▸ Exercise: Change "photograph" to "image" in the records, starting at the line that contains "like (61, 636)." and ending at the line that contains "Query: glowing orange light cluster". Write out only those lines, otherwise unchanged and without the pictures.

▸ Material provided:

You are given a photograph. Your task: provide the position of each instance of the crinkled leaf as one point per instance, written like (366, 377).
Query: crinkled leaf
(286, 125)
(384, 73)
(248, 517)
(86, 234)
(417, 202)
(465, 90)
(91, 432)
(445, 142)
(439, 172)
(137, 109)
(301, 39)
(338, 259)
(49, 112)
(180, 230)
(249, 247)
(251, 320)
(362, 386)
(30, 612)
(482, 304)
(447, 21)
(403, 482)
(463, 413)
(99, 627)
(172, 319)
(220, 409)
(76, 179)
---
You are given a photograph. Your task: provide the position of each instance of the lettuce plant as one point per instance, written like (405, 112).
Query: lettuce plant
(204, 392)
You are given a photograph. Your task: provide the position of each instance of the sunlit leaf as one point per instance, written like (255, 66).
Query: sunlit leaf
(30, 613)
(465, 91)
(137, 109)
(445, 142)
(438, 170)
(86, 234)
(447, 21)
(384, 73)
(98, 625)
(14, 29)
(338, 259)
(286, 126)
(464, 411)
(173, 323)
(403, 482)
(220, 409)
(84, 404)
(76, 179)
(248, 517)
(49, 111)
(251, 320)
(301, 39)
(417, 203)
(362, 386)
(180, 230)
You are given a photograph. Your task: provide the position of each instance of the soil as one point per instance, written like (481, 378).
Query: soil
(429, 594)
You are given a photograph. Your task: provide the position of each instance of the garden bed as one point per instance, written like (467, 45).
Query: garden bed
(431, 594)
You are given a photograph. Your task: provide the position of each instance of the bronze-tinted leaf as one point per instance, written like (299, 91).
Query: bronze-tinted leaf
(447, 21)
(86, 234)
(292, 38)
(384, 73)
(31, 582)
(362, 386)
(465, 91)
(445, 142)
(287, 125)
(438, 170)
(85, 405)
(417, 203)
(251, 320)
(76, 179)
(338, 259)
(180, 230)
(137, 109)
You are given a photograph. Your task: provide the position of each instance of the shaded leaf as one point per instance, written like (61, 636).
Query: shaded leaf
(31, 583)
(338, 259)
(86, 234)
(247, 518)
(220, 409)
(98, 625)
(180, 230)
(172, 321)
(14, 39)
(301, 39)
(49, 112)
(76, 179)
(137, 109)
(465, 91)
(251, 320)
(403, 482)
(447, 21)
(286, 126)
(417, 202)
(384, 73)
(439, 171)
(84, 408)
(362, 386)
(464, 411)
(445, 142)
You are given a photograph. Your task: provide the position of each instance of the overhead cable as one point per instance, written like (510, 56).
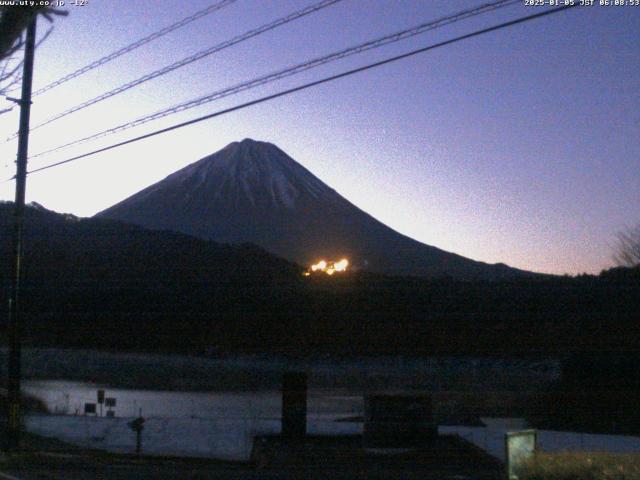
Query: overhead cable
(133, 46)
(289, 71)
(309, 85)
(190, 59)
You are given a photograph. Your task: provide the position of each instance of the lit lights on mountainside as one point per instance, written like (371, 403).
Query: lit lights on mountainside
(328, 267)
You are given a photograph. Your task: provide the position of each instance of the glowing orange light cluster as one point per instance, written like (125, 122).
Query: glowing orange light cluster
==
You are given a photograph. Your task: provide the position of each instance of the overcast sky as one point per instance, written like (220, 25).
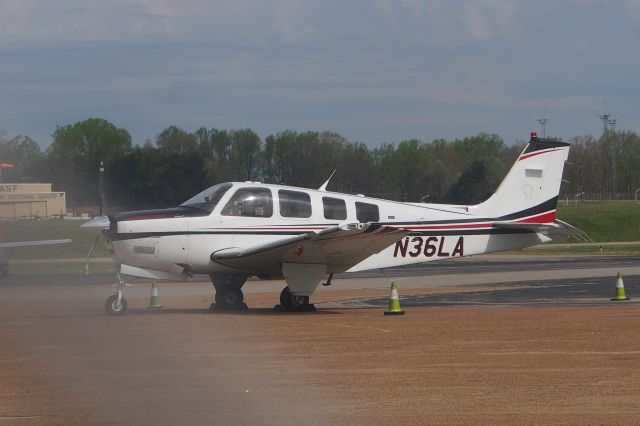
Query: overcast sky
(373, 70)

▸ Answer for this exercise:
You are given a image. Your task: provide the position of each instance of the shaded leaf as one point per instance, written like (61, 636).
Query: shaded leaf
(31, 583)
(338, 259)
(86, 234)
(247, 518)
(220, 409)
(98, 625)
(180, 230)
(172, 321)
(14, 39)
(301, 39)
(49, 112)
(76, 179)
(137, 109)
(465, 91)
(251, 320)
(403, 482)
(447, 21)
(286, 126)
(417, 202)
(384, 73)
(439, 171)
(84, 408)
(362, 386)
(464, 411)
(445, 142)
You are given a image. Your task: provide the position of each instance of the overhead cable as one point per instance, written like (510, 56).
Query: overhead cable
(133, 46)
(289, 71)
(309, 85)
(190, 59)
You are given a image. Your task: provide the position of each instance of the lit lights on mountainside as one point per instance, written like (371, 403).
Query: lit lights on mountainside
(328, 267)
You are given a image. Your task: provide the position of each instance of the glowing orange light cluster as one point per instance, written like (125, 122).
Query: glowing orange light cluster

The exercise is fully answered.